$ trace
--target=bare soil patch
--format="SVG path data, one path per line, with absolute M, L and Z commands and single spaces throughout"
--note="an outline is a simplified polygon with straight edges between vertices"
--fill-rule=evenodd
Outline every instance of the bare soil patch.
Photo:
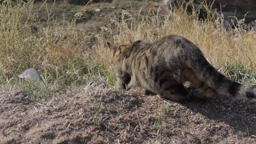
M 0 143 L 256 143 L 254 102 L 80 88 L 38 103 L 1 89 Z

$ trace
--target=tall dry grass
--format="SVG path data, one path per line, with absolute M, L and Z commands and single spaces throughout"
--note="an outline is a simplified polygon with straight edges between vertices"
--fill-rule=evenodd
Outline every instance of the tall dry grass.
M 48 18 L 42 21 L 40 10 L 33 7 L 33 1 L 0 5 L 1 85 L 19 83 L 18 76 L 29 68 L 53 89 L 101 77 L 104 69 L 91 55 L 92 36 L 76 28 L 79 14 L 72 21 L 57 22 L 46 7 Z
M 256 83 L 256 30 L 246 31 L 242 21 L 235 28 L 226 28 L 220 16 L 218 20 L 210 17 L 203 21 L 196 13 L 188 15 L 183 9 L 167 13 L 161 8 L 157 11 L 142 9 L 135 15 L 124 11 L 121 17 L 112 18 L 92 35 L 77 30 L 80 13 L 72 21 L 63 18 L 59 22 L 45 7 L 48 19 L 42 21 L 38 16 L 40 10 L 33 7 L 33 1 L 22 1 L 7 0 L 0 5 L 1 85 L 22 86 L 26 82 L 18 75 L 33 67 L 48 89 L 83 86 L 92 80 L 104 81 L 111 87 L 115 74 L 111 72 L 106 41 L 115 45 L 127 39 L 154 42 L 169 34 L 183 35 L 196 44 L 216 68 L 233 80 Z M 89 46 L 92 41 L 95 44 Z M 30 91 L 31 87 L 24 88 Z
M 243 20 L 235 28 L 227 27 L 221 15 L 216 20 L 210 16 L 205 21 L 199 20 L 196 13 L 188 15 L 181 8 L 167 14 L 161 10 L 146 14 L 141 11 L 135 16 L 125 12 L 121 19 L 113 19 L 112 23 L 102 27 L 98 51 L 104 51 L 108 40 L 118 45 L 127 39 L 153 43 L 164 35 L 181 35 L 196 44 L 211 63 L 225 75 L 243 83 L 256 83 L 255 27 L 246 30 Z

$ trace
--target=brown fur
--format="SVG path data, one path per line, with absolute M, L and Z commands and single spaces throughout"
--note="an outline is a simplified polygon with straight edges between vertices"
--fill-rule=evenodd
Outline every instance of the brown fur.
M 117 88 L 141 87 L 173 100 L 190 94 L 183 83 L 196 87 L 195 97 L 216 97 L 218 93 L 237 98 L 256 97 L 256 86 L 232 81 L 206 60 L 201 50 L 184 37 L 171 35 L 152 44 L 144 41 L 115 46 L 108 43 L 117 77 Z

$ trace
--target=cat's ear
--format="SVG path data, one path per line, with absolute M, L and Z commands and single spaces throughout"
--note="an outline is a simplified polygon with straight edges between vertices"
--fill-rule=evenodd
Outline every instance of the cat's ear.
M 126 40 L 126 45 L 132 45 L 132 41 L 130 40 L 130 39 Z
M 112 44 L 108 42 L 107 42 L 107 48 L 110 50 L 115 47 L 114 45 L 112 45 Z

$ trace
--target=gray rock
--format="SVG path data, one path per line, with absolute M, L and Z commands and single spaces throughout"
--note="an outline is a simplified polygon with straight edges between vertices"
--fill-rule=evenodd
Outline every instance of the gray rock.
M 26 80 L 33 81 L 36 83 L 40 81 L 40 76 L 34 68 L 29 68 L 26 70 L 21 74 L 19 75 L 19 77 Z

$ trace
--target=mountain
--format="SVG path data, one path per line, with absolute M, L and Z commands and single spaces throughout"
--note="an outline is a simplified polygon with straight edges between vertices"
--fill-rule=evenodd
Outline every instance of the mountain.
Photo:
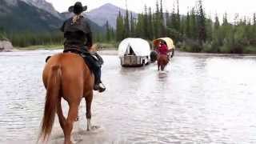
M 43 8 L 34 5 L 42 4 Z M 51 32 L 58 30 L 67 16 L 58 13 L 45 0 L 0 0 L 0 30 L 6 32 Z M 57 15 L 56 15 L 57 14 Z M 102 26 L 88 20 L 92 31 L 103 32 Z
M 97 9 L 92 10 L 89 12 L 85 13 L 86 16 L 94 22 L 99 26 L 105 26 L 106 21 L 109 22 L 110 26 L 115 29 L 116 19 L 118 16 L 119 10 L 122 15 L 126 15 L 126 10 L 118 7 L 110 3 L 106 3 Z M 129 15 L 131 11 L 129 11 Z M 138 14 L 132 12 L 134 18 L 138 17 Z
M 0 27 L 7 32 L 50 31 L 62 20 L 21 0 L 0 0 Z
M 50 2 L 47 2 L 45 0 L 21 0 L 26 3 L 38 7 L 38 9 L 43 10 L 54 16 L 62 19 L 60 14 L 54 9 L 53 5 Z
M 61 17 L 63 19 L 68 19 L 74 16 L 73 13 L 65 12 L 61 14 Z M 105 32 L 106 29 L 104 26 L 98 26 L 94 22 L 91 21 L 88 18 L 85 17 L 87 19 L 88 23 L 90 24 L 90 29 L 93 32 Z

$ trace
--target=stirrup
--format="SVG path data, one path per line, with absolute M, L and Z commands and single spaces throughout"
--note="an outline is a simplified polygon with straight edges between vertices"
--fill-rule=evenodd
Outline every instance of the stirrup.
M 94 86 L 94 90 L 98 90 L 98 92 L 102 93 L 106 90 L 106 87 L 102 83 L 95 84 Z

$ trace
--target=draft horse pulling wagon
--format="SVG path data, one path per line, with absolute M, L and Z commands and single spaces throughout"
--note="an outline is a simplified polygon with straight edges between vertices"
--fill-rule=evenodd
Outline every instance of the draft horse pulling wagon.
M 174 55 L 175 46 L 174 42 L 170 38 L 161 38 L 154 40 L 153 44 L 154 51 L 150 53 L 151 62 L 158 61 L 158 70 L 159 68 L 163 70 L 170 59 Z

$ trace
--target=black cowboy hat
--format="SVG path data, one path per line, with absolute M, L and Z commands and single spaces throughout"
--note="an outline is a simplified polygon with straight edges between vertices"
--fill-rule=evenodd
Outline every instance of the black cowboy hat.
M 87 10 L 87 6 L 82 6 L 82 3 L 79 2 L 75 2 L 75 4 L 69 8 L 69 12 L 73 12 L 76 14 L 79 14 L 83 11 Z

==================================================

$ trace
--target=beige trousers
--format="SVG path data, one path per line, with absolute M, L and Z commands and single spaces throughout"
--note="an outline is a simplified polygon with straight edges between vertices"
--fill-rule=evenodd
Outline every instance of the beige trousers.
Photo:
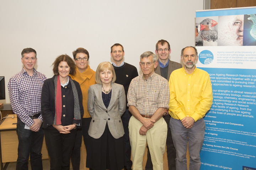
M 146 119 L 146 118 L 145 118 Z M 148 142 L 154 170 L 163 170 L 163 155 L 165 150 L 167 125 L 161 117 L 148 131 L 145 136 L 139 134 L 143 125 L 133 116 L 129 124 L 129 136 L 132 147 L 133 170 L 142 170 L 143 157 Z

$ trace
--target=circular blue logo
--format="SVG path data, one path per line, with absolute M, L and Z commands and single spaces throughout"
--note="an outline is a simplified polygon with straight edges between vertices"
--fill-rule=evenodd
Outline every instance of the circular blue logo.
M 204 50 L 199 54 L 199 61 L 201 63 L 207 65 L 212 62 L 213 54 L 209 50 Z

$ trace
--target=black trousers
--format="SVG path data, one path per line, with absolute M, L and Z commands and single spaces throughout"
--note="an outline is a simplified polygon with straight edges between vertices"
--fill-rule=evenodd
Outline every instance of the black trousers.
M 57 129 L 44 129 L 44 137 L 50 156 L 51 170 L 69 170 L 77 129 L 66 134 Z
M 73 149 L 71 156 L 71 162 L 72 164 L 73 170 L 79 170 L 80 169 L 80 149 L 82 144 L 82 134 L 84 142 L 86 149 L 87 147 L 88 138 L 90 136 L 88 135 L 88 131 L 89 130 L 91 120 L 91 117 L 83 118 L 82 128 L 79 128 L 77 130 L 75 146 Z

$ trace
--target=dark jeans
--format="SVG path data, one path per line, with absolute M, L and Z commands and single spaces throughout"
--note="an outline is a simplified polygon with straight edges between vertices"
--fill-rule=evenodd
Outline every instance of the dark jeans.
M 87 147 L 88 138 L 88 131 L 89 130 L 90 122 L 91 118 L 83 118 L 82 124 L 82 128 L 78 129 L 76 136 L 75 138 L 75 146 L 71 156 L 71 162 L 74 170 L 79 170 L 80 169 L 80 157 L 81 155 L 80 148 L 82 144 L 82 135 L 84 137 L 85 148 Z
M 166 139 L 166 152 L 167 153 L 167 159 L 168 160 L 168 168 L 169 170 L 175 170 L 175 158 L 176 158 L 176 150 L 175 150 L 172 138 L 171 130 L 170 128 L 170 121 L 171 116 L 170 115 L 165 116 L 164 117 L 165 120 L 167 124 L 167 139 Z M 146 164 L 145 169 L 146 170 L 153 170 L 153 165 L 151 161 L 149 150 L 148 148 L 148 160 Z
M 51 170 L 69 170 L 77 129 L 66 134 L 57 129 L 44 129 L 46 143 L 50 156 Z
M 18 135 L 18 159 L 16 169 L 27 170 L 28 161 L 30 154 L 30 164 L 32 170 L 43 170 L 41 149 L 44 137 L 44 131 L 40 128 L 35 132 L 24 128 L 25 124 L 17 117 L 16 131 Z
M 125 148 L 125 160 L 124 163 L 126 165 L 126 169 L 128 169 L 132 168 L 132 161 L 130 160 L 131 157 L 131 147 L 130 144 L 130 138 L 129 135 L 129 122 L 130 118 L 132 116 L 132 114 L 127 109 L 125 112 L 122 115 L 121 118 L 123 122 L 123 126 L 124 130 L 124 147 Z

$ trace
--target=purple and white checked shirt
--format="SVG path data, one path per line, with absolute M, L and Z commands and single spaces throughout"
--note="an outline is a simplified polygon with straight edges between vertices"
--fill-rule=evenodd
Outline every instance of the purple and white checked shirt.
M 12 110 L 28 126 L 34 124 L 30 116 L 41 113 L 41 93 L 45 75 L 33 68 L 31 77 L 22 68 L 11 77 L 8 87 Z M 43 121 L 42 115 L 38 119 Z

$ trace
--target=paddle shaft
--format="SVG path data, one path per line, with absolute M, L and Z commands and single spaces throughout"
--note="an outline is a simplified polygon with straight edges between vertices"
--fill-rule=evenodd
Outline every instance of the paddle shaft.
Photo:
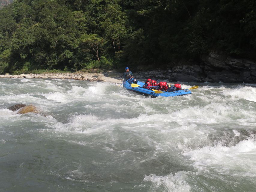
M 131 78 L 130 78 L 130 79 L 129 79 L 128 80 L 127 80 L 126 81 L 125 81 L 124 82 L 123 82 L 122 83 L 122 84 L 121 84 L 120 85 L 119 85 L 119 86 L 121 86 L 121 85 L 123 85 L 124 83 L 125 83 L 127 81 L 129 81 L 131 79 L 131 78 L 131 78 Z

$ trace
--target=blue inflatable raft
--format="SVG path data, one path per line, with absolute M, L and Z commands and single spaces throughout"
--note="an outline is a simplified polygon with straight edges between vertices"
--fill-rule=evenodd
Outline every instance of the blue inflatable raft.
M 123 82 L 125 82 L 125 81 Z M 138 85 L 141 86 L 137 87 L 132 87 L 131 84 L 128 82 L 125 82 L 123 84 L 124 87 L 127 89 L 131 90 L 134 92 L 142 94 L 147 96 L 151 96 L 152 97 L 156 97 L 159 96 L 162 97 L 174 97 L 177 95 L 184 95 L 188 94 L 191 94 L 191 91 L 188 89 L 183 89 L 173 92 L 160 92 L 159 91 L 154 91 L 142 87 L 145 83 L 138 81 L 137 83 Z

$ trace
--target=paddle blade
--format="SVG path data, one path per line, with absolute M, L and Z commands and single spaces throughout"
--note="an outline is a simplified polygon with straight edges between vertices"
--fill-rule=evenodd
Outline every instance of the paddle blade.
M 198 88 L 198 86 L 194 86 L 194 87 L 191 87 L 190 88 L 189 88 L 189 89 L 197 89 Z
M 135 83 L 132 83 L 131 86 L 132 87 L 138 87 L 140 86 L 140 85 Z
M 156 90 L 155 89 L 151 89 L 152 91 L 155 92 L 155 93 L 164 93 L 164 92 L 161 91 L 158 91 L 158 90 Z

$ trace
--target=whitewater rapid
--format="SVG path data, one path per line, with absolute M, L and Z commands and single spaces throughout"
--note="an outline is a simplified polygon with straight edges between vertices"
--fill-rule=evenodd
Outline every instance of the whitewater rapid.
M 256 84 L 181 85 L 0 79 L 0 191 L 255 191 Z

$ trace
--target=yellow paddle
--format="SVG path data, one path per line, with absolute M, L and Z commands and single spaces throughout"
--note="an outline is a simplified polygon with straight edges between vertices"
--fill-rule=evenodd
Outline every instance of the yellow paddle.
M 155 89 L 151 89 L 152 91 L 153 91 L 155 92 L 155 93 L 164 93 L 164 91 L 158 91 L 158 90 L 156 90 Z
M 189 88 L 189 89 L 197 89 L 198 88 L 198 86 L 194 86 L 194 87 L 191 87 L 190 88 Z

==================================================

Count the lines in the records above that contain the string "patch", treating uppercase and lowercase as different. Reply with the number only.

2